::: Excerpted passage :::

In her memoir, Morgan reveals for the first time that she and Jeffrey were supposed to get married on Jan. 4, 2018, in St. Maarten. However, due to Hurricane Irma and the Zika virus, the couple's nuptials were put on hold.
Though their Caribbean wedding didn't happen, the two had a pretty big milestone ahead -- welcoming George Virginia Morgan on Feb. 16, 2018.
View this post on Instagram
As some of you know, @jeffreydeanmorgan is off in Europe getting ready to do some big conventions. And he's self aware enough to know his track record for "spilling the beans" isn't so great (bless his heart!). So before he starts tripping up in an attempt to maintain our privacy, he asked that I go ahead and post something about our little girl's birth. But before I do that, there's something I really want to say to all the women out there who are trying..... It took a long time for Jeffrey and I to have this baby. The first time I got pregnant, it took a year and a half. I surprised him on Christmas with baby Seahawk booties. We cried. We celebrated. We picked out names. And we lost that baby. More losses followed, and as so many couples know, it was heartbreaking. It still is heartbreaking. And every morning of the five years it took us, I'd open my computer at the kitchen table and see the news and I'd grow bitter over the endless parade of celebrities showing off their bumps and babies. I'd weep out of jealousy for how easy it was for them. Didn't they know something could go wrong? Didn't they know that there were other women out there struggling? It pained me to see the corporate sponsored baby showers and magazine covers capitalizing on this human miracle that wasn't happening for us. So when this pregnancy started, we were cautious. I didn't want to celebrate for fear of jinxing it. I didn't want a baby shower. I checked her heartbeat every day, up until the day she was born. And now that she is here, I just stare at her in wonder all day. I see her in her daddy's arms and I don't take any of it for granted. She screams bloody murder and I smile because she is so wildly alive. So now that folks know she's here, I don't want her birth to cause any other woman to weep at her kitchen table. If anything, my wish is that she would restore hope for others. Fertility is a fickle thing. And for the other couples out there who have had dark days, we want to introduce our miracle baby to you and send you our love and support in finding yours. Please meet George Virginia Morgan. She was born February 16th. Her daddy delivered her. We love her very much.
George, alongside her big brother, Gus, were in tow for their parents New York City wedding the following year. Shortly after exchanging vows, Morgan told ET the secret to her lasting relationship with the 54-year-old is growth.
View this post on Instagram
Happy one month anniversary @jeffreydeanmorgan 💖💖💖 With @jensenackles as our pastor (please start a mega church. Or a cult. We’ll join either.) and Gus and auntie @danneelackles512 as our witnesses, this was one of my favorite moments of the whole day. Thanks to @sasithonphoto for capturing. Best day ever.
"I think finding someone you can be your best and worst with is important," she said. "And yeah, you're going to change a lot over 10 years, 20 years, 40 years. And so it's a choice. You know, you make the choice to say, 'All right, well, I like you now, I'm gonna choose to like you in 10 years,' and I lucked out because I met someone who is capable of a lot of growth and is very much a good dad and partner."
Last month, ET caught up with Morgan, who proudly revealed Jeffrey did read her autobiography once it was finished.
"He's a really good sport," the actress chuckled.
While their journey together hasn't always been some "glamorous and great," picture-perfect "Pinterest" account, Morgan wants fans to know she's "a messy lady. It's all in there!"
Most importantly, "when you want something bad enough, you will figure out how to do it," Morgan shares. "If it's a family you want, if it's a lifestyle... If you want it bad enough, you'll figure out how to do it. And you just have to be vocal about it... Because then everything else falls in line."

::: Provided material :::

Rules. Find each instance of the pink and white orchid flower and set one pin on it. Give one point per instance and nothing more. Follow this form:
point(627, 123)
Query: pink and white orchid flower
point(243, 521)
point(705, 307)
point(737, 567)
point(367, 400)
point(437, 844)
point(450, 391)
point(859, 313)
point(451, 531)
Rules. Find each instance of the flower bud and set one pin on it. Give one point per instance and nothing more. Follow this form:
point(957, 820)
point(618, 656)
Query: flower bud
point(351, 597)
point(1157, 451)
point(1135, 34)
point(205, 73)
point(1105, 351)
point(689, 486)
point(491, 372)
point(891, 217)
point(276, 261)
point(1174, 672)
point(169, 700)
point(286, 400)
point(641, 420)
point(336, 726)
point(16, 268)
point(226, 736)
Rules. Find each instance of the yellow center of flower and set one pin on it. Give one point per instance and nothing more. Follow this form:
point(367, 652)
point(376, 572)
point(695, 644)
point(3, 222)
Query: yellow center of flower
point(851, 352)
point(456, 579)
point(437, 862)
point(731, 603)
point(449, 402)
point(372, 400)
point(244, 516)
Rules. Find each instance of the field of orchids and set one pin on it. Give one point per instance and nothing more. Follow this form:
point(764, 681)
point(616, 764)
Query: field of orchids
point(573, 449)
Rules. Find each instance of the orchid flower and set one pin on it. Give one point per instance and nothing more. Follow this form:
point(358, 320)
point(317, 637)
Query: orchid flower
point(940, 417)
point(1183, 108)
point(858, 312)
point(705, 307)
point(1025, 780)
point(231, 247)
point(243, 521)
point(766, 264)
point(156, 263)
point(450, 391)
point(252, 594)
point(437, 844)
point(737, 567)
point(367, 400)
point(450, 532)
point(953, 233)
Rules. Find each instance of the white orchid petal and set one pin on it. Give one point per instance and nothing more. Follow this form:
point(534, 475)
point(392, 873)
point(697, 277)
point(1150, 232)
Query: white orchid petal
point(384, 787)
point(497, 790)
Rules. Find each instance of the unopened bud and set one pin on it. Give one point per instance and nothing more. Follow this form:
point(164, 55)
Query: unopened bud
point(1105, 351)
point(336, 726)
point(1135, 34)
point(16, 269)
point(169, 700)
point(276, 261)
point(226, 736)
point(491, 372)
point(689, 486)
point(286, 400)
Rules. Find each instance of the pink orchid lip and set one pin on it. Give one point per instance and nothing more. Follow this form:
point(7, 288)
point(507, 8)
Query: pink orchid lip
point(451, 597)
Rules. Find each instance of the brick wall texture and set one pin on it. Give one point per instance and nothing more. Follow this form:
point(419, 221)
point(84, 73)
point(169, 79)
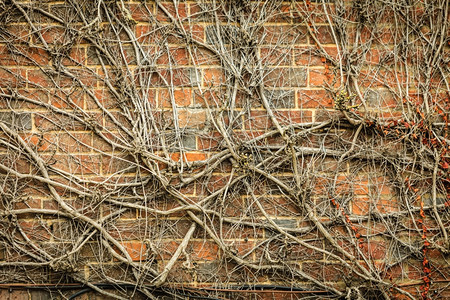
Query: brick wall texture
point(221, 149)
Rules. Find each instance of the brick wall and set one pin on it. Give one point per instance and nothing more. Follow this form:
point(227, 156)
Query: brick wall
point(248, 149)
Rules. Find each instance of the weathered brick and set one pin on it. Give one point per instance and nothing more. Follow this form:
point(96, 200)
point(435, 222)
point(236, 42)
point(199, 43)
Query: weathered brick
point(285, 77)
point(16, 120)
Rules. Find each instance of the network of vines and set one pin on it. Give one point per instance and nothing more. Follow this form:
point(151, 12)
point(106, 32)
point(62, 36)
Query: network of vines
point(245, 185)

:::

**Directions for this task**
List every distinct Instagram handle (a name beginning with @) that appears in the article about Morgan's memoir.

**Task output**
@jeffreydeanmorgan
@jensenackles
@danneelackles512
@sasithonphoto